=== Section Start ===
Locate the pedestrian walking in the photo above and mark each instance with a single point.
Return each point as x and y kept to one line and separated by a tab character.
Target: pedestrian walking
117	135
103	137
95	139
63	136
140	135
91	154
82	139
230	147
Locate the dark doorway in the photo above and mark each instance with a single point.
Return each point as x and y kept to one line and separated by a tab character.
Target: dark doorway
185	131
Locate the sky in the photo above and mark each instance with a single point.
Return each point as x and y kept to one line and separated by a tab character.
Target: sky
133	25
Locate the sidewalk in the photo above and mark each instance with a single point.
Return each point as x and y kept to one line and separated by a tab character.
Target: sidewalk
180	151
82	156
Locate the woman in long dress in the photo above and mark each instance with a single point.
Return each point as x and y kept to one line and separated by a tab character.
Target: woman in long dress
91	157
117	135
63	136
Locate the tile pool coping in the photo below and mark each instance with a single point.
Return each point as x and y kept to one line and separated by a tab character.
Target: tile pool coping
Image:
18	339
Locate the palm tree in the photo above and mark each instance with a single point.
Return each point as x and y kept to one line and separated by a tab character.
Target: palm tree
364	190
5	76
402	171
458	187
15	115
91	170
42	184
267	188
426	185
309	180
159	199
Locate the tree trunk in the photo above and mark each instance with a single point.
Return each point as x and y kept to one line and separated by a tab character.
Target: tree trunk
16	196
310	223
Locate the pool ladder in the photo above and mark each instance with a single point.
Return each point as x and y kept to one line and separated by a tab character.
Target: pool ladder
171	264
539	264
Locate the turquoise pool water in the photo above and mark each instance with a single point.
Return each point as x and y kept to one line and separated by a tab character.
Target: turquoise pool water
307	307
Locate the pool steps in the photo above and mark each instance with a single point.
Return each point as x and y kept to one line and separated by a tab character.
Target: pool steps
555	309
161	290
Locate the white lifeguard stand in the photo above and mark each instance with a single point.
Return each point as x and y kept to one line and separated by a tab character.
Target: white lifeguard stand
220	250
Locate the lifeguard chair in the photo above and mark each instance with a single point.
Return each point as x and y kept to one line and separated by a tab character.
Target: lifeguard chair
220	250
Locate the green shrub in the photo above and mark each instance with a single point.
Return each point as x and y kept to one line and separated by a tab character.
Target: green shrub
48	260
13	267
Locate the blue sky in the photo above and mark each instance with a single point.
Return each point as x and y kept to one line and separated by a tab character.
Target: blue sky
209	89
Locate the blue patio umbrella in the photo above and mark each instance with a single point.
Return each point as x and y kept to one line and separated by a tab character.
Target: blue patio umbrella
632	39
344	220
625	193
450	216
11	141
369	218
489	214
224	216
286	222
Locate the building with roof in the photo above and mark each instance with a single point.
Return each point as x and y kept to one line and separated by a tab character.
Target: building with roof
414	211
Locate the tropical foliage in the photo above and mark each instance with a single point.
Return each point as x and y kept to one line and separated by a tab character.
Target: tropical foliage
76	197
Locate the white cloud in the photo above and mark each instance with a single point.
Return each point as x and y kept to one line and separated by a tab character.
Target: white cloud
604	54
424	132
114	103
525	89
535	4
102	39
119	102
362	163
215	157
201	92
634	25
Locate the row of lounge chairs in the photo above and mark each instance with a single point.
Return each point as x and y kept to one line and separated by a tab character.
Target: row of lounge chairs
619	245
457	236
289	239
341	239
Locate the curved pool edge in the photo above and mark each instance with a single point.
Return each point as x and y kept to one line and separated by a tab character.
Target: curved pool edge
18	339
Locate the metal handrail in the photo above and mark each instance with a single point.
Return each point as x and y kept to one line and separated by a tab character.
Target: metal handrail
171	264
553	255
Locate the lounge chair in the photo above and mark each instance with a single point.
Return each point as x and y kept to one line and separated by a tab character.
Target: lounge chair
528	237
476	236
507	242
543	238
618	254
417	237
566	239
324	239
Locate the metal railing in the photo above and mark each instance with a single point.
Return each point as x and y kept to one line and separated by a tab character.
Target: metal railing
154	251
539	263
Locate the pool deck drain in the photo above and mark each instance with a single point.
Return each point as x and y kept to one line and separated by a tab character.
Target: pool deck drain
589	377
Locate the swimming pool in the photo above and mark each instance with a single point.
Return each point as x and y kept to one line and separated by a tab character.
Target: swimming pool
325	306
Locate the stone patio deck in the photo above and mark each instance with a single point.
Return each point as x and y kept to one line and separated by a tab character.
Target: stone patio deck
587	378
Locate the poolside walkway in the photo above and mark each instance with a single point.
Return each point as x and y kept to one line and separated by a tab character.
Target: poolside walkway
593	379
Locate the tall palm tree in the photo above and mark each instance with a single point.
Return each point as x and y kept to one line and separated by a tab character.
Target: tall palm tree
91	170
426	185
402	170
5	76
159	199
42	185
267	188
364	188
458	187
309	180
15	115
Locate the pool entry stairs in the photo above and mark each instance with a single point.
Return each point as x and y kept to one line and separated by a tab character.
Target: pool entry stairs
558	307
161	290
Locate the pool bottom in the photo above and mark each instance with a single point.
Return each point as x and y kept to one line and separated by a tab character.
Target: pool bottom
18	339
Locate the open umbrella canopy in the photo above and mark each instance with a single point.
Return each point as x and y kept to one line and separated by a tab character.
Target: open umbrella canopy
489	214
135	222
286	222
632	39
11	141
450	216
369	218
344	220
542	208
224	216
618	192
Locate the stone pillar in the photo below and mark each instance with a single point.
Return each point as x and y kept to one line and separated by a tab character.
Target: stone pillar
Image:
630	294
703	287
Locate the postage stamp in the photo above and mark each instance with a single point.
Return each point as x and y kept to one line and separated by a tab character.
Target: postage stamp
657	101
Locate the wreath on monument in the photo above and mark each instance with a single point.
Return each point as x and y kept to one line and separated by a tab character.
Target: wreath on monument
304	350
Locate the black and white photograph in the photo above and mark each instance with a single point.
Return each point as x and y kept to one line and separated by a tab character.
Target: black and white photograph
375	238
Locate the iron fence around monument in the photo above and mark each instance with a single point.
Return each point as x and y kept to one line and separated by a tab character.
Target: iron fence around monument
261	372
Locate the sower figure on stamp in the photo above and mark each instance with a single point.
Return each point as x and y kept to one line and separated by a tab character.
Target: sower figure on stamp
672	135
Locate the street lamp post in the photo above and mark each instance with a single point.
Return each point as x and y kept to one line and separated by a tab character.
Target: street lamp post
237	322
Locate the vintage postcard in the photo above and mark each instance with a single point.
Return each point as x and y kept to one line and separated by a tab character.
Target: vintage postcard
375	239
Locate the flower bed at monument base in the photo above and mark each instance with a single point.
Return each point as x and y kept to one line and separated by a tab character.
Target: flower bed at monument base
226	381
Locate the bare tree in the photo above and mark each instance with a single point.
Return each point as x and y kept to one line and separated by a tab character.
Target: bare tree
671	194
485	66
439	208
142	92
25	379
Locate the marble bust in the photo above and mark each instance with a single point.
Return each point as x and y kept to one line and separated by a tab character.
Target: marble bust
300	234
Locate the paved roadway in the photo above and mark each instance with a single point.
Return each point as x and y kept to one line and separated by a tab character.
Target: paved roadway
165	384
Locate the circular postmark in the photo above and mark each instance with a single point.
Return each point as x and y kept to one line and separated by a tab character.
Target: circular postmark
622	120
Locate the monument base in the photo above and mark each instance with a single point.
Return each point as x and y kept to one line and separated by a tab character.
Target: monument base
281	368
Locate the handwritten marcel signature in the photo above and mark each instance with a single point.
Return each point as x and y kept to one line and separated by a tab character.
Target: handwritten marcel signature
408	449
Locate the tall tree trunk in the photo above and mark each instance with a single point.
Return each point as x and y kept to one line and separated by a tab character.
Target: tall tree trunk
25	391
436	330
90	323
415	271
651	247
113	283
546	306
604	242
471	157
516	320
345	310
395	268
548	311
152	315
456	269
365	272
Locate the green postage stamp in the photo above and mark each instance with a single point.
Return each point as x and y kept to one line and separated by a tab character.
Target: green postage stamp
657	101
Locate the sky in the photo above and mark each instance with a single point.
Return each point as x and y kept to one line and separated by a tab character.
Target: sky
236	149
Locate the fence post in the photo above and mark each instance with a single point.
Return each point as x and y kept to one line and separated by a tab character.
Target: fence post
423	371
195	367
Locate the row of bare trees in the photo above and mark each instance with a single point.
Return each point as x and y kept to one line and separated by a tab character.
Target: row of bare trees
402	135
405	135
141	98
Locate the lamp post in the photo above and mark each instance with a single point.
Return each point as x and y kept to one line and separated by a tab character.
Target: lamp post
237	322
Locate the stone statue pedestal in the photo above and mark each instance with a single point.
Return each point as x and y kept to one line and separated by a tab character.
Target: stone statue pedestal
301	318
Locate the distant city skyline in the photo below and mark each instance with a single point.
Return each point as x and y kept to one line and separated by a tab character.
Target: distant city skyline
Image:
=== Section End ===
* **Exercise description**: Using only the entries above, output the line with "Locate the pool steps", the line with "Locate the lifeguard", and all lines between them, exactly as they stand.

* **Expected output**:
Locate the pool steps in the photo above and mark each instance with a single point.
Return each point as x and y kept to one line and separated by a tab character.
Target: pool steps
555	309
161	290
Locate the white lifeguard stand in the photo above and mark each instance with a single point.
Return each point as x and y kept to one line and separated by a tab character.
Target: white lifeguard stand
220	250
Locate the lifeguard chair in the photo above and mark each instance with a single point.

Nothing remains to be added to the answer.